*Instructions:*
1. Print the passage from the child welfare article starting with "- Sacramento County" and going on through "Child Protective Services.".
2. Please carry on the child welfare article from its final sentence.

*Selected text:*
This story was first published by AfroLA, a solutions journalism nonprofit for Los Angeles, told through the lens of the Black community. To reproduce or republish this article, please contact AfroLA. This article was produced as a project for the USC Annenberg Center for Health Journalism’s 2025 California Health Equity Fellowship. This version shared with Abridged includes the first 785 words. Readers wanting more can visit AfroLA.
The Abridged version:
- A program that helps Black families navigate Sacramento County’s child welfare system is credited with dramatically reducing the number of Black children in foster care.
- The county is now embarking on an expensive, multiyear process to get funding for it from a federal law meant to support such services, but there are no guarantees of success.
- Sacramento County child welfare officials say they believe the cultural broker program is worth the expense. Those who control program dollars want them to prove it.
Latazia Allen had just given birth to her first son, the youngest of five, when Sacramento County child welfare officials took him away in 2023.
A week earlier, Allen was assaulted by the father of her children in a motel parking lot. Allen, then nine months pregnant, and her 2-year-old daughter were harmed, she said, and a witness called Child Protective Services.

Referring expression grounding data
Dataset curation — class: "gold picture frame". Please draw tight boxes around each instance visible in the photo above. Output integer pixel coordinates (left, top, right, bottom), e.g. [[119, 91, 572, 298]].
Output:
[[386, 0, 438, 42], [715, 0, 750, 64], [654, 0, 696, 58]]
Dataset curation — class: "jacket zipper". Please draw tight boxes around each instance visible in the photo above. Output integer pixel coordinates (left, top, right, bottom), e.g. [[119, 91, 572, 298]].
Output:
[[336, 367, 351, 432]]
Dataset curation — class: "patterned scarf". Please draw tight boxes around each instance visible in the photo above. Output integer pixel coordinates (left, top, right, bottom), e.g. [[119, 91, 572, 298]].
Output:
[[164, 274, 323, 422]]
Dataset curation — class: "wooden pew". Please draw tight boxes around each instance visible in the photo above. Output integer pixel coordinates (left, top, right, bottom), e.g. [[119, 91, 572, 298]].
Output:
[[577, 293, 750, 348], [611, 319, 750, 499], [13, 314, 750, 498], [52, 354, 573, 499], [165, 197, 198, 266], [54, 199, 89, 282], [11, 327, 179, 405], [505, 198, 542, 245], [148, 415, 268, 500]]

*Responses in order:*
1.
- Sacramento County child welfare officials say they believe the cultural broker program is worth the expense. Those who control program dollars want them to prove it.
Latazia Allen had just given birth to her first son, the youngest of five, when Sacramento County child welfare officials took him away in 2023.
A week earlier, Allen was assaulted by the father of her children in a motel parking lot. Allen, then nine months pregnant, and her 2-year-old daughter were harmed, she said, and a witness called Child Protective Services.

2.
A few days later, settled into a domestic violence shelter, Allen remembers a CPS investigator paying her a visit. The woman encouraged Allen to obtain a protective order. Allen trekked to the courthouse the next day to file the paperwork. Her water broke while she was in line waiting. At the hospital, she texted the father to let him know their son had been born.
She returned to the shelter with her newborn, but shortly afterwards, a social worker showed up to remove her infant and her 2-year-old daughter. Allen said she was in the middle of breastfeeding her newborn when the social worker took him “off my grip.”
“I felt like it wasn’t fair,” said Allen, 28. “I felt like they weren’t caring to understand where I was coming from.”
Cultural brokers help families navigate the system
That’s when Yolanda Stevenson stepped in. Stevenson is a cultural broker with Rose Family Creative Empowerment Center, one of three organizations contracted by the county to specifically help Black families.
For cases like Allen’s, Stevenson’s job is to help families navigate their CPS case. Sitting in on meetings with social workers, Stevenson might stop the proceedings to define acronyms for the parent in the room. Or if a social worker is insisting a parent meet certain requirements, she’s the person in the room asking, “Why?”
“Sometimes culturally, because we’re so afraid that if anything we say is gonna be used against us, we don’t ask questions,” Stevenson said.
Stevenson, who is also a program manager and director of social services at Rose Family, said Allen’s case was complicated by a history of drug use. The process to get her kids back took months and included weekly visits with her children for one hour. After the first visit, her county social worker told her they would have to cancel the visits if she kept crying.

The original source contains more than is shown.